- How to complete this task
Scan the entries below for the word "slender". Copy out every line in which it occurs.

- Supplied material
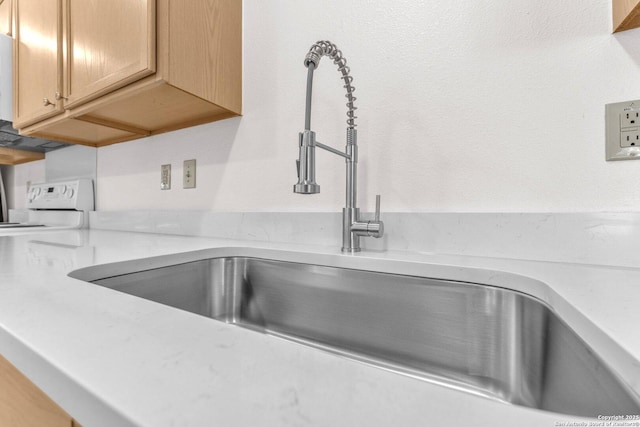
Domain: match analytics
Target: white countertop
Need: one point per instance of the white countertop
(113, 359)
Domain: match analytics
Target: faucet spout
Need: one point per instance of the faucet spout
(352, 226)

* * *

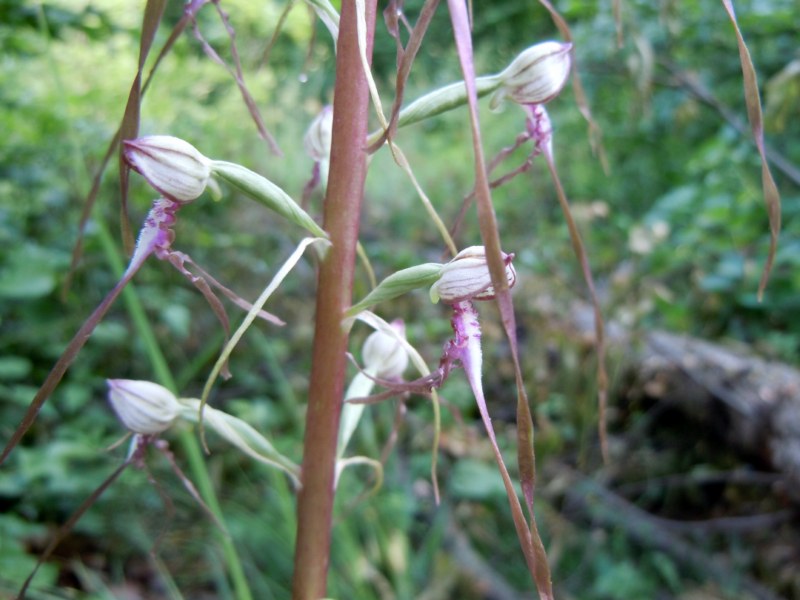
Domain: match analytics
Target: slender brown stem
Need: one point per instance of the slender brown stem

- Answer box
Target: slender brown stem
Need: one point per instance of the slender brown stem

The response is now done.